Supplied passage:
########################################

On March 26, 2013, the Food and Agriculture Organization (FAO) of the United Nations called for US$41 million of donations to fight the locusts. Under the proposed aid plan, $22 million would be delivered by June for pest control efforts and $19 million would be devoted to a three-year plan to keep the insect in check. According to the FAO report, the infestation threatened 60% of the country's rice crop, as well as livestock pastures. Rice was considered a staple crop in Madagascar, a nation where a large percentage of the population lives in famine conditions. In the southwestern region of Madagascar, where the locusts were the worst, 80% of the population lived in poverty.

The FAO plan called for large-scale aerial operations to spray extra pesticides over 1.5 million hectares (3.7 million acres) of land from 2013 to 2014. According to the national Locust Control Centre, 100,000 out of 130,000 hectares (257,000 out of 321,000 acres) of vulnerable crop land had not been treated at the time of the FAO proposal. If no action was taken, the FAO estimated that two-thirds of Madagascar would be infested by September, and said the infestation could last for five to ten years. "Failure to respond now will lead to massive food aid requirements later on," said Dominique Burgeon, Director of the FAO Emergency and Rehabilitation Division. Additionally, the infestation threatened the habitat of numerous endangered species, especially several species of lemur.

Implementation began swiftly: by December 2013, aerial spraying had eliminated hopper bands and locust adults on close to 50,000 hectares, and a three-year control program was underway using helicopters, ground vehicles, and environmentally considered pesticides; including a fungus-based biopesticide in sensitive zones.

########################################

About this exercise: Continue the account of the Madagascar locust infestation and the FAO response, beginning after its final sentence.

########################################

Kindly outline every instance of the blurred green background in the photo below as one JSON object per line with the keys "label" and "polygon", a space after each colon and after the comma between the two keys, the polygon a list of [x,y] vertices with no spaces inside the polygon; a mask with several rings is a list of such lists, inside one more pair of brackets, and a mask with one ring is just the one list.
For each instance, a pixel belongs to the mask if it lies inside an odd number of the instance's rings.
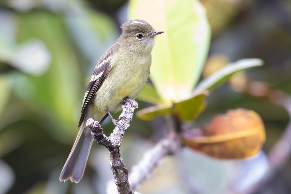
{"label": "blurred green background", "polygon": [[[291,2],[200,1],[212,29],[209,58],[218,53],[231,61],[261,58],[264,66],[248,70],[248,76],[291,95]],[[112,172],[107,151],[97,144],[80,183],[61,183],[58,177],[78,133],[88,78],[120,35],[120,26],[127,20],[128,6],[122,0],[0,3],[0,194],[104,193]],[[227,83],[212,92],[207,101],[196,125],[205,124],[229,108],[253,110],[265,125],[266,153],[289,120],[283,108],[234,91]],[[138,102],[139,110],[150,106]],[[109,121],[103,125],[107,135],[113,127]],[[163,119],[148,122],[134,118],[121,148],[129,170],[144,151],[166,136],[166,128]],[[287,163],[255,193],[290,193]],[[222,161],[186,148],[175,157],[166,158],[138,191],[239,192],[263,176],[268,166],[263,152],[253,159]]]}

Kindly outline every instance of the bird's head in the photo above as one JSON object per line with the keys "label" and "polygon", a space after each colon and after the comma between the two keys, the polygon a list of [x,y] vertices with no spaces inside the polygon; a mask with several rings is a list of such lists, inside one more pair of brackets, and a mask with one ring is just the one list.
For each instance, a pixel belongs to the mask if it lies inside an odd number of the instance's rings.
{"label": "bird's head", "polygon": [[155,45],[155,37],[164,32],[155,30],[145,21],[134,19],[121,25],[122,33],[119,38],[121,42],[131,49],[150,52]]}

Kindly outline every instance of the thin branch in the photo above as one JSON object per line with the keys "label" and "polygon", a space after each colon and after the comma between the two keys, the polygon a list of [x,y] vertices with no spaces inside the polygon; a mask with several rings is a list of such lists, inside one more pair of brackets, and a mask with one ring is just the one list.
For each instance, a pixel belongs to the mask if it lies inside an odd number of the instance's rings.
{"label": "thin branch", "polygon": [[110,167],[118,192],[120,194],[131,194],[133,192],[128,181],[128,171],[121,157],[120,147],[125,130],[132,120],[134,109],[137,108],[137,103],[129,99],[124,102],[122,112],[117,120],[120,126],[117,125],[109,137],[103,133],[99,122],[92,118],[87,121],[86,126],[91,129],[91,134],[97,143],[109,151]]}
{"label": "thin branch", "polygon": [[165,156],[175,153],[181,148],[178,137],[176,134],[173,134],[147,151],[138,163],[132,168],[129,179],[132,188],[136,188],[143,180],[149,177],[154,168],[161,163]]}

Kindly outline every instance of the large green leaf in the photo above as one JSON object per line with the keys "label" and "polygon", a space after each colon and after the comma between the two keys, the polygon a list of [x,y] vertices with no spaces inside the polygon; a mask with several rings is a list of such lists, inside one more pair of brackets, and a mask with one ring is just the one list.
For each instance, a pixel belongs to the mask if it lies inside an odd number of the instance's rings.
{"label": "large green leaf", "polygon": [[192,120],[198,117],[206,107],[205,94],[202,93],[175,104],[176,113],[181,120]]}
{"label": "large green leaf", "polygon": [[163,102],[152,86],[148,83],[143,86],[137,99],[153,104],[161,104]]}
{"label": "large green leaf", "polygon": [[[150,10],[150,13],[149,13]],[[157,30],[150,77],[165,101],[191,96],[208,52],[210,29],[198,0],[131,0],[130,19],[143,19]]]}
{"label": "large green leaf", "polygon": [[205,90],[211,90],[225,82],[234,74],[241,70],[263,65],[264,61],[258,58],[240,59],[227,65],[206,78],[197,86],[194,94],[199,94]]}
{"label": "large green leaf", "polygon": [[145,120],[152,120],[165,115],[175,115],[181,120],[192,120],[204,110],[206,106],[205,93],[192,96],[189,99],[171,104],[159,104],[138,111],[136,115]]}

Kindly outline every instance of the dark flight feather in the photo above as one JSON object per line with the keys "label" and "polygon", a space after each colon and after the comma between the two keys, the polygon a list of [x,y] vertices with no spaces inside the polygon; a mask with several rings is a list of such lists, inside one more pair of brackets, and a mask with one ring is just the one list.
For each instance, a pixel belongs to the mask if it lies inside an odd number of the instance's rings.
{"label": "dark flight feather", "polygon": [[103,54],[97,62],[84,97],[81,111],[81,117],[79,122],[79,127],[82,124],[85,119],[88,106],[94,99],[95,94],[101,87],[112,66],[113,56],[118,49],[118,45],[112,45]]}

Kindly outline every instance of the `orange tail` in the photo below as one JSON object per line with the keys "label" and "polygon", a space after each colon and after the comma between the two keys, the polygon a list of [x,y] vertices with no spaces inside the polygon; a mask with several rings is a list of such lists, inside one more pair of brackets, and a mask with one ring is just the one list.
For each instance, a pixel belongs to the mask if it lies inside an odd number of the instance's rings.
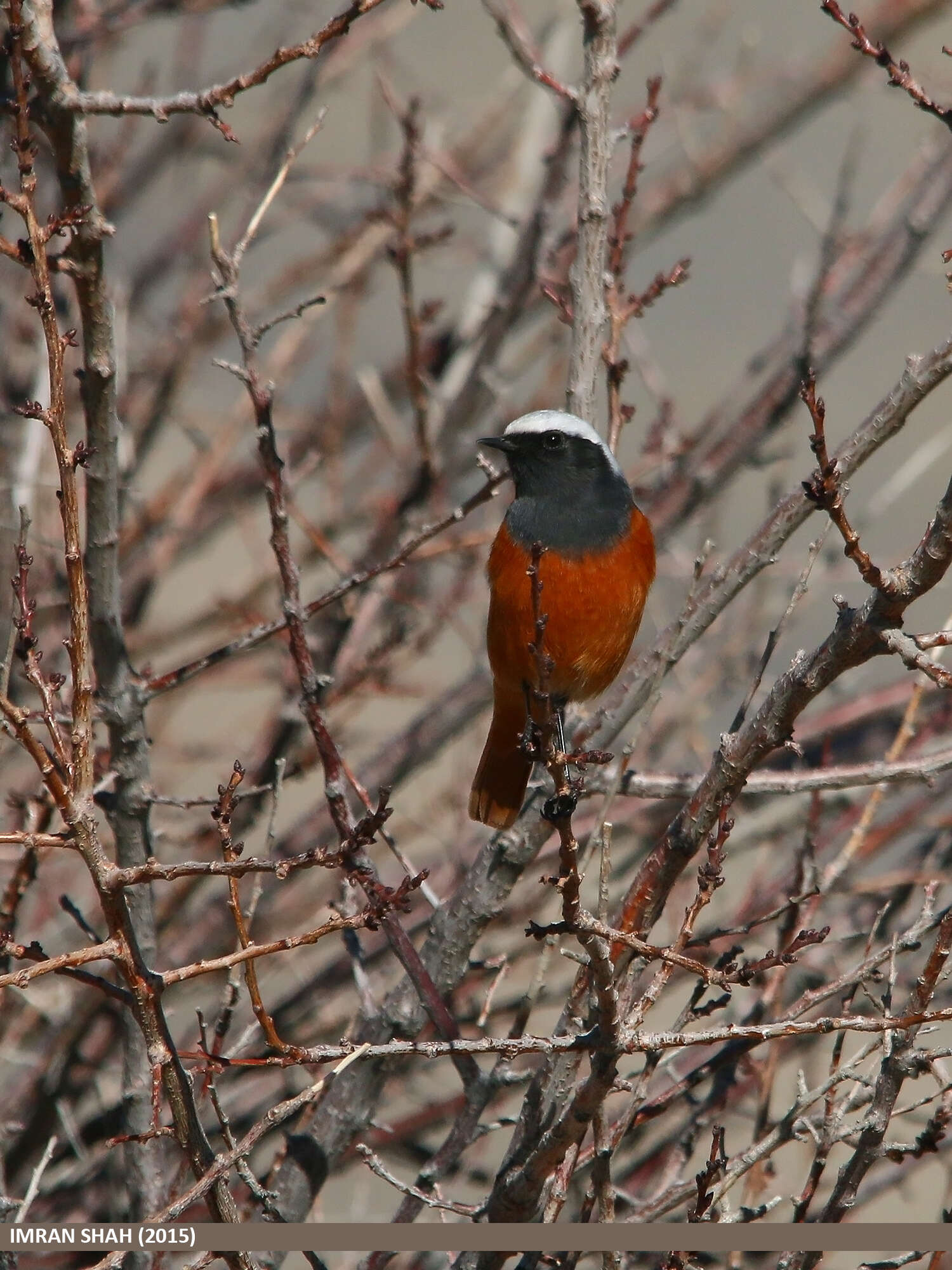
{"label": "orange tail", "polygon": [[524,728],[523,696],[496,692],[493,723],[470,791],[470,817],[494,829],[508,829],[526,798],[532,759],[519,749]]}

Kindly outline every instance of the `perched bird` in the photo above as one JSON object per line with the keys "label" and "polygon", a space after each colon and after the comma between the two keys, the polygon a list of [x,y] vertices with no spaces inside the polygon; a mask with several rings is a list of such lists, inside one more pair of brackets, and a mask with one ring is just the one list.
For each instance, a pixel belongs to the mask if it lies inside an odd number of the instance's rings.
{"label": "perched bird", "polygon": [[538,542],[548,692],[557,710],[603,692],[628,655],[655,577],[651,527],[595,429],[562,410],[515,419],[482,446],[501,450],[515,498],[489,556],[486,625],[493,723],[470,794],[470,815],[498,829],[515,820],[532,775],[520,738],[538,687],[532,585]]}

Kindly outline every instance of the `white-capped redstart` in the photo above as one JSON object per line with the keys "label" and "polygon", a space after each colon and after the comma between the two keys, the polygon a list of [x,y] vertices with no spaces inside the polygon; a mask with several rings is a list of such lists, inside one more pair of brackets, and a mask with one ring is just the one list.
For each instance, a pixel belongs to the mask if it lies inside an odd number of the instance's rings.
{"label": "white-capped redstart", "polygon": [[529,690],[538,688],[532,549],[542,547],[547,682],[556,709],[603,692],[621,671],[655,577],[651,526],[595,429],[562,410],[515,419],[482,446],[501,450],[515,498],[489,556],[486,645],[493,723],[470,794],[470,815],[496,829],[515,820],[532,775],[522,748]]}

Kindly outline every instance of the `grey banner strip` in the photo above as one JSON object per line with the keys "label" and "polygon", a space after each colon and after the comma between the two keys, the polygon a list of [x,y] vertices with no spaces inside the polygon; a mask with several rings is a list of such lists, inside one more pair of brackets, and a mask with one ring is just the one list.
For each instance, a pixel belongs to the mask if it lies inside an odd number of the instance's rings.
{"label": "grey banner strip", "polygon": [[929,1252],[952,1251],[952,1226],[725,1226],[652,1222],[644,1226],[559,1223],[392,1226],[386,1223],[249,1222],[244,1226],[3,1226],[0,1250],[53,1252],[63,1246],[108,1253],[133,1248],[201,1252]]}

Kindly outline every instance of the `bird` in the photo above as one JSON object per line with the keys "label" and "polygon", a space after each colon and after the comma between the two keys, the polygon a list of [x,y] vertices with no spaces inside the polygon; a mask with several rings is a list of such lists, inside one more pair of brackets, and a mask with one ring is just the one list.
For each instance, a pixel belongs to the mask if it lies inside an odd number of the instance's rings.
{"label": "bird", "polygon": [[534,410],[481,446],[505,455],[515,486],[489,555],[486,649],[493,721],[470,792],[470,817],[506,829],[522,809],[533,759],[522,748],[538,690],[532,583],[536,544],[543,646],[552,662],[546,690],[559,718],[569,701],[613,682],[641,624],[655,578],[651,526],[635,504],[618,460],[584,419]]}

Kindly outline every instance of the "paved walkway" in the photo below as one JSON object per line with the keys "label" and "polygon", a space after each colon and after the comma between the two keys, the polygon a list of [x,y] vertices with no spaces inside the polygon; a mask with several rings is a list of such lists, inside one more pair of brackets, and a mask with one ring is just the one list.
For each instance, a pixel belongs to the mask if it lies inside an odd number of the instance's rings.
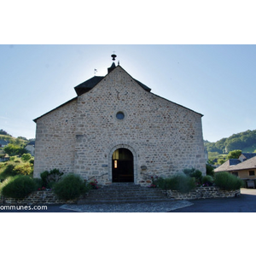
{"label": "paved walkway", "polygon": [[187,201],[170,201],[160,202],[63,205],[60,208],[79,212],[167,212],[191,205],[193,203]]}

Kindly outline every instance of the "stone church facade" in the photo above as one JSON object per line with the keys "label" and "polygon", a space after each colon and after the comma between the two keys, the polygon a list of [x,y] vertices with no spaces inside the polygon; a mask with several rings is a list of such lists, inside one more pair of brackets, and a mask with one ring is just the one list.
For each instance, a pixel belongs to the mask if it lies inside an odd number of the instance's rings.
{"label": "stone church facade", "polygon": [[34,119],[34,177],[57,168],[101,184],[145,185],[185,168],[206,174],[201,113],[150,92],[114,62],[77,96]]}

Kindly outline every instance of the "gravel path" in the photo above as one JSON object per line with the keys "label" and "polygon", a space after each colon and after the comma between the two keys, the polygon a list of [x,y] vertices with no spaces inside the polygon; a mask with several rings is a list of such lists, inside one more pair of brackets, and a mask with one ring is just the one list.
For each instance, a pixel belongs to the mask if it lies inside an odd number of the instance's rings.
{"label": "gravel path", "polygon": [[132,203],[102,203],[87,205],[63,205],[62,209],[80,212],[168,212],[193,205],[187,201]]}

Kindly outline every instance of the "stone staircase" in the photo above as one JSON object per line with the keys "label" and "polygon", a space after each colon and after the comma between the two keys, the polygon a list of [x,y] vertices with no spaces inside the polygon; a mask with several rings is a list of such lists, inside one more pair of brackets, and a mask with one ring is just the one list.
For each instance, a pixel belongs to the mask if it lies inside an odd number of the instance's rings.
{"label": "stone staircase", "polygon": [[146,188],[131,183],[113,183],[92,189],[78,204],[121,203],[172,201],[159,189]]}

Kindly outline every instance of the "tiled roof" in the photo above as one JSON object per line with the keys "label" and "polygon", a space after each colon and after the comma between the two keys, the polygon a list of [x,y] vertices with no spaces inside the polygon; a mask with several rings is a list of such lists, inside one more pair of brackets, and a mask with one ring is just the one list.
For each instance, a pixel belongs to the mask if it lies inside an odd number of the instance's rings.
{"label": "tiled roof", "polygon": [[241,154],[240,157],[244,156],[246,159],[250,159],[252,157],[256,156],[256,153],[242,153]]}
{"label": "tiled roof", "polygon": [[[120,67],[120,66],[119,66]],[[113,71],[114,68],[116,68],[115,66],[113,66],[112,64],[112,66],[108,68],[111,70],[108,70],[108,73],[109,72]],[[108,74],[107,74],[108,75]],[[90,90],[91,90],[94,86],[96,86],[98,83],[100,83],[104,77],[100,77],[100,76],[94,76],[93,78],[83,82],[82,84],[77,85],[74,90],[77,93],[78,96],[81,96],[82,94],[89,91]],[[143,88],[145,90],[147,91],[150,91],[151,89],[148,88],[147,85],[143,84],[143,83],[141,83],[140,81],[133,79],[142,88]]]}
{"label": "tiled roof", "polygon": [[[214,170],[214,172],[230,172],[230,171],[240,171],[246,169],[255,169],[256,168],[256,156],[252,157],[245,161],[240,162],[239,160],[238,160],[239,163],[235,165],[230,165],[230,160],[225,161],[223,165],[218,166]],[[233,161],[235,163],[235,161]]]}

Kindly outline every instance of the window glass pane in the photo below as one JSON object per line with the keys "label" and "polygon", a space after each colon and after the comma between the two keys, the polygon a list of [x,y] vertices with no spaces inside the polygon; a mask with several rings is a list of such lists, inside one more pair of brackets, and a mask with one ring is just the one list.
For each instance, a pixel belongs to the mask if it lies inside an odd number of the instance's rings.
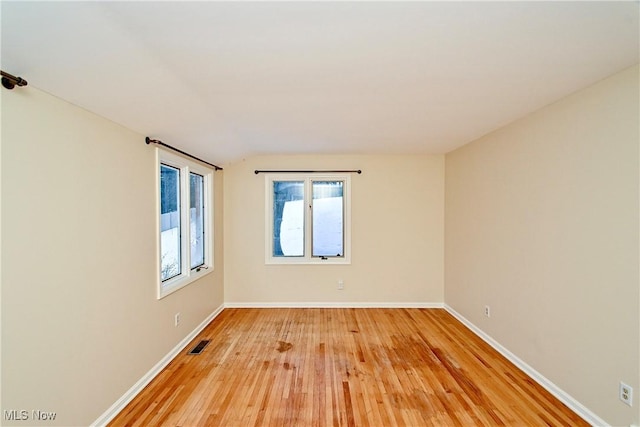
{"label": "window glass pane", "polygon": [[204,177],[189,174],[189,226],[191,231],[191,268],[204,264]]}
{"label": "window glass pane", "polygon": [[180,169],[160,165],[161,278],[181,273],[180,262]]}
{"label": "window glass pane", "polygon": [[312,256],[344,256],[343,181],[312,183]]}
{"label": "window glass pane", "polygon": [[304,181],[273,182],[273,256],[304,256]]}

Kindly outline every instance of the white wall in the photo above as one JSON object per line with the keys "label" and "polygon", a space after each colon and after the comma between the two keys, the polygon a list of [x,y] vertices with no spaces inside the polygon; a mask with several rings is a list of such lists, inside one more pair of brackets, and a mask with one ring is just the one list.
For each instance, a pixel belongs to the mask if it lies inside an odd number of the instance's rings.
{"label": "white wall", "polygon": [[612,425],[640,424],[638,77],[446,156],[446,303]]}
{"label": "white wall", "polygon": [[216,270],[157,300],[154,148],[31,86],[1,96],[2,410],[88,425],[223,303],[222,175]]}
{"label": "white wall", "polygon": [[[351,179],[351,265],[265,265],[265,176],[255,169],[362,169]],[[443,191],[444,156],[256,156],[226,165],[225,301],[442,303]]]}

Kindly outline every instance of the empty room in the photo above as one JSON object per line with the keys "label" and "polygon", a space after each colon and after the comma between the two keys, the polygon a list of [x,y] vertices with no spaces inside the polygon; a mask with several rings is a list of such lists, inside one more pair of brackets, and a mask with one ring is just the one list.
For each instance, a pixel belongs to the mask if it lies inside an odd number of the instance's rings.
{"label": "empty room", "polygon": [[0,424],[640,426],[638,1],[0,15]]}

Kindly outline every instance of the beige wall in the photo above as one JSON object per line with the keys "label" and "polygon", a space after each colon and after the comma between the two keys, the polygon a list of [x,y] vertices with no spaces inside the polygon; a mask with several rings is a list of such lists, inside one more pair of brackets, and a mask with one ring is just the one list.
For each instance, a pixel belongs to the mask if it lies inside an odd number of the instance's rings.
{"label": "beige wall", "polygon": [[[351,265],[265,265],[265,177],[255,169],[362,169],[351,178]],[[227,165],[225,301],[442,303],[443,191],[444,156],[257,156]]]}
{"label": "beige wall", "polygon": [[634,67],[446,156],[446,303],[612,425],[640,424],[638,93]]}
{"label": "beige wall", "polygon": [[3,411],[88,425],[223,303],[216,179],[216,270],[157,300],[154,148],[31,86],[2,91]]}

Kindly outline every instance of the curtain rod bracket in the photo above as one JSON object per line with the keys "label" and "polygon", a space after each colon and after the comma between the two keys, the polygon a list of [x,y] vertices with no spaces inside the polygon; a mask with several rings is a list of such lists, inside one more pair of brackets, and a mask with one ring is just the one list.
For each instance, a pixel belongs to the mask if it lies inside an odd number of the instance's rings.
{"label": "curtain rod bracket", "polygon": [[182,150],[180,150],[179,148],[172,147],[172,146],[171,146],[171,145],[169,145],[169,144],[165,144],[164,142],[159,141],[159,140],[157,140],[157,139],[151,139],[151,138],[149,138],[149,137],[147,136],[147,137],[144,139],[144,142],[146,142],[146,143],[147,143],[147,145],[149,145],[149,144],[162,145],[163,147],[166,147],[166,148],[168,148],[168,149],[170,149],[170,150],[176,151],[176,152],[178,152],[178,153],[182,154],[183,156],[187,156],[187,157],[189,157],[189,158],[191,158],[191,159],[194,159],[194,160],[197,160],[197,161],[199,161],[199,162],[201,162],[201,163],[204,163],[204,164],[206,164],[206,165],[209,165],[209,166],[211,166],[212,168],[214,168],[214,169],[215,169],[215,170],[217,170],[217,171],[221,171],[221,170],[222,170],[222,168],[221,168],[220,166],[216,166],[216,165],[214,165],[213,163],[209,163],[209,162],[207,162],[206,160],[202,160],[202,159],[200,159],[200,158],[198,158],[198,157],[196,157],[196,156],[194,156],[194,155],[191,155],[191,154],[189,154],[189,153],[187,153],[187,152],[185,152],[185,151],[182,151]]}
{"label": "curtain rod bracket", "polygon": [[9,73],[5,73],[4,71],[0,70],[0,73],[2,74],[2,86],[4,86],[5,88],[11,90],[16,86],[26,86],[27,85],[27,81],[25,79],[23,79],[22,77],[16,77],[13,76]]}

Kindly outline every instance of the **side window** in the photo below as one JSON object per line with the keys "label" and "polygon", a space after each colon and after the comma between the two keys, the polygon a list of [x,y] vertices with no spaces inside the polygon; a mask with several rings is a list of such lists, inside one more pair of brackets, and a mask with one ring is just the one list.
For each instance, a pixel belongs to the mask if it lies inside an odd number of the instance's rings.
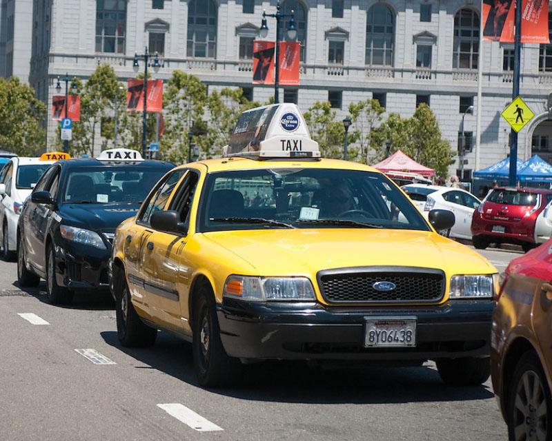
{"label": "side window", "polygon": [[171,193],[172,193],[172,190],[175,189],[175,186],[187,171],[186,169],[175,170],[169,174],[164,181],[159,184],[157,189],[148,201],[147,205],[146,205],[144,211],[138,218],[139,223],[146,225],[150,225],[151,215],[165,207],[165,205],[167,203]]}
{"label": "side window", "polygon": [[186,226],[190,223],[190,209],[199,178],[199,175],[193,171],[184,176],[168,207],[169,209],[176,210],[180,214],[180,221],[184,222]]}

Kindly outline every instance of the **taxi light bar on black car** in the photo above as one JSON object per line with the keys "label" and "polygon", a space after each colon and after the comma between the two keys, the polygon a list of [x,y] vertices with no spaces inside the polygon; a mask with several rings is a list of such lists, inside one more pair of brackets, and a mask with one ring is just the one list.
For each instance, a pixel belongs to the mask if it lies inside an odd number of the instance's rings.
{"label": "taxi light bar on black car", "polygon": [[243,112],[224,148],[225,156],[319,158],[318,143],[295,104],[273,104]]}

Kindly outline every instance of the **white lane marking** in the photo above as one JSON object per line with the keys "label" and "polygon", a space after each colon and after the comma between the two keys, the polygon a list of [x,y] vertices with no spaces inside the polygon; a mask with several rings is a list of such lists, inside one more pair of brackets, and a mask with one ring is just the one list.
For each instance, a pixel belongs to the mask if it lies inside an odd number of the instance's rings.
{"label": "white lane marking", "polygon": [[50,325],[50,323],[43,318],[41,318],[37,314],[33,314],[32,312],[24,312],[23,314],[18,314],[17,315],[33,325]]}
{"label": "white lane marking", "polygon": [[75,349],[75,351],[95,365],[117,365],[115,362],[101,355],[96,349]]}
{"label": "white lane marking", "polygon": [[181,421],[198,432],[213,432],[224,430],[179,402],[157,404],[157,407],[160,407],[170,416],[175,417],[179,421]]}

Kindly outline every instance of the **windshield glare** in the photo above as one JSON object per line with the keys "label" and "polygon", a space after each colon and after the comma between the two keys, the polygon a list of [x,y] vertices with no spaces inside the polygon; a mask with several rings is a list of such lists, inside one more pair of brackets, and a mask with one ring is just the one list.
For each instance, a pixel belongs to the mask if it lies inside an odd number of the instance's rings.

########################################

Result for this exercise:
FAO-funded operations by mid-2015 revealed:

- A total of US $28.8 million had been spent since 2013.
- An additional $10.6 million was urgently required to complete the campaign.

In February 2016, ongoing efforts had controlled locust populations across 223,533 hectares since the third campaign began in August 2015. By September 2016, Madagascar’s three-year locust control campaign successfully contained the plague. Thanks to international donors—including Austria, Belgium, France, Italy, Japan, the World Bank, Norway, USAID, and the EU—the effort reached critical mass and avoided a relapse.

== Aftermath ==
In the aftermath, FAO and Madagascar’s Locust Control Centre shifted to routine monitoring and early-action strategies. As part of this pivot, efforts in 2021–22 treated nearly 400,000 hectares ahead of seasonal breeding seasons, supported by Germany and other partners.

By September 2024, a UN‑funded “anticipatory action” plan equipped local control centres, bolstered surveillance, and pre-positioned aerial resources, including helicopter contracts initiated for the 2024–27 period.